Task:
Down to the last line, set the entries down again exactly.

[Point localization data]
Start of Block

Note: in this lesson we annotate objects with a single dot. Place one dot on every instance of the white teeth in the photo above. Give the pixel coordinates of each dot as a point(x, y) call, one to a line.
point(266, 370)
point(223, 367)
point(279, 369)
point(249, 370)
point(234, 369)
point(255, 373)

End of Block

Task answer:
Note: in this lesson we annotate objects with a single dot. Place one dot on every instance of the white teeth in the photo above. Give the pixel coordinates of each dot as a point(x, y) call, one to a line.
point(266, 370)
point(223, 367)
point(279, 369)
point(249, 370)
point(234, 369)
point(255, 373)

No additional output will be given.